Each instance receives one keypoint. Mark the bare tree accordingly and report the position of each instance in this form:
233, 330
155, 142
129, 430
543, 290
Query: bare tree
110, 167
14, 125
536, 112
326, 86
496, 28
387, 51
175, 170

══════════

→ **Exercise description**: Print all of the data exactly as it stands above.

→ **Completed exercise**:
Each instance receives one keypoint. Mark the bare tree accordingly and report the position of each instance in this form:
233, 330
155, 142
129, 430
543, 290
Query: bare tree
110, 167
14, 125
536, 112
326, 86
496, 28
387, 51
175, 170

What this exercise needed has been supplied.